*Document passage*
——

Posted: 8:23 PM, Mar 28, 2018
Updated: 2018-08-29 14:02:54-04

(CITY OF PUEBLO) – In Pueblo there’s a group working to pull you away from your phone using sights, sounds and birds of prey.

“We live in a society that is becoming increasingly divested from nature. And this is a place where you can come and commune with nature,” commented Rich Walker, a volunteer.

The Nature and Raptor Center of Pueblo has promoted environmental stewardship as well as rehabilitation of and education regarding birds of prey since the early 1980s. Each year the non-profit takes in hundreds of injured raptors.

“We take in about 300 birds of prey each year,” stated Diane Smith, with the Raptor Center.

These are birds are unable to survive without aid from a third party, “Half of those birds are able to return to the wild, and that, of course, is the best thing that can happen to them,” Smith continued.

“Unless you just have the darkest heart, it inspires you and makes you a better person,” added Walker.

Another 49 percent of the birds that come in unfortunately don’t survive, sustaining injuries that prove fatal.

“And then there’s [the] sort of bird, like [this golden eagle], who survive what has happened to them,” and then are utilized as educational ambassadors.

This practice allows these feathered professors to teach more than 8,000 students each year about bird biology and their importance in the wild.

You can see [the students’] eyes light up and they connect, and that’s also something very special,” said Walker.

However, the raptor center is facing some difficulties after the closure of the Ellicott Wildlife Rehabilitation Center.

“So we’ve seen since last year, the number of birds we’re getting at the raptor center going up,” stated Jonathan Pilarski, executive director at the Nature and Wildlife Discovery Center.

Staff indicates that in the 2017 season, the raptor center took in 75 more birds than it does in a typical year, “And that’s costing us a lot more money than perhaps we’ve had in the past, because we have a lot more birds,” Pilarski continued.

However, the NRCP has just finished a merger with the Mountain Park Environmental Center, a like minded organization based out of Beulah. The two groups are now calling themselves the Nature & Wildlife Discovery Center.

The organization expects merger to free up money for various programs including aiding the rehab and education programs at the raptor center.

“So we’re looking forward to the next few years, to see the different directions this organization is going to take,” finished Pilarski.

——

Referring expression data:
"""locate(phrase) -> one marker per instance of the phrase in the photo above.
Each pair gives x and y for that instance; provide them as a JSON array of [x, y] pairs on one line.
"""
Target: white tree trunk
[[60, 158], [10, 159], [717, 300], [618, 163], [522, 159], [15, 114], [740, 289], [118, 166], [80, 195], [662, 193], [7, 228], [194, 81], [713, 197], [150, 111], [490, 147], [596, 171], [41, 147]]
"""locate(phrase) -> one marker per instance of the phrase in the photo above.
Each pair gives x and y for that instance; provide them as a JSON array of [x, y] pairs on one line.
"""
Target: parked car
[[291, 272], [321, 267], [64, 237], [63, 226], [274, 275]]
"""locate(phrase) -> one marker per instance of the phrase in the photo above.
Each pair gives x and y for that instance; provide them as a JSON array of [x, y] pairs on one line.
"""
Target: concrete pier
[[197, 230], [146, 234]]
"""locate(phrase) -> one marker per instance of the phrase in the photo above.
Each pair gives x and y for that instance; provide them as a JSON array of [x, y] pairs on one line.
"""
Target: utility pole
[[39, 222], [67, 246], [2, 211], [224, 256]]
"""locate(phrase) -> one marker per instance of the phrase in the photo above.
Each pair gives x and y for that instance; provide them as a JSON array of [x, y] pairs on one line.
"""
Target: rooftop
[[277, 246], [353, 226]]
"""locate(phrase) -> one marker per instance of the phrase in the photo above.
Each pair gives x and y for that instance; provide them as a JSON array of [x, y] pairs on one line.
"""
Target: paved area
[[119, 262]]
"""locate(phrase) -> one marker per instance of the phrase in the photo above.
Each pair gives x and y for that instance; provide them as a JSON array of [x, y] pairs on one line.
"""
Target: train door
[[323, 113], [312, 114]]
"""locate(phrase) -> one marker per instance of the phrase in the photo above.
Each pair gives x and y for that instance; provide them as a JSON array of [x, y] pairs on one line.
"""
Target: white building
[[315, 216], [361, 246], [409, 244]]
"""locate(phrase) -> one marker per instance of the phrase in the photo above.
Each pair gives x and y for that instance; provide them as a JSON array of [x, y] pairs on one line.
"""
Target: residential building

——

*Work order*
From the article on the Pueblo raptor center, copy verbatim the passage that begins with the words containing "You can see" and ends with "Nature & Wildlife Discovery Center.".

*Solution to this task*
You can see [the students’] eyes light up and they connect, and that’s also something very special,” said Walker.

However, the raptor center is facing some difficulties after the closure of the Ellicott Wildlife Rehabilitation Center.

“So we’ve seen since last year, the number of birds we’re getting at the raptor center going up,” stated Jonathan Pilarski, executive director at the Nature and Wildlife Discovery Center.

Staff indicates that in the 2017 season, the raptor center took in 75 more birds than it does in a typical year, “And that’s costing us a lot more money than perhaps we’ve had in the past, because we have a lot more birds,” Pilarski continued.

However, the NRCP has just finished a merger with the Mountain Park Environmental Center, a like minded organization based out of Beulah. The two groups are now calling themselves the Nature & Wildlife Discovery Center.